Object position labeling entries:
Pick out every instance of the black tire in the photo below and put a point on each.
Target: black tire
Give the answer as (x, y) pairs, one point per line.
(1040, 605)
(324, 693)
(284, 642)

Exercise aim: Please write out all the rows again, requests included, offsetting every coordinate in the answers by adding 87 to each number.

Solution below:
Pick out every instance of the black tire in the photo below and put a point on each.
Target: black tire
Give the answer as (x, y) pairs, one point per line.
(1127, 692)
(411, 780)
(371, 729)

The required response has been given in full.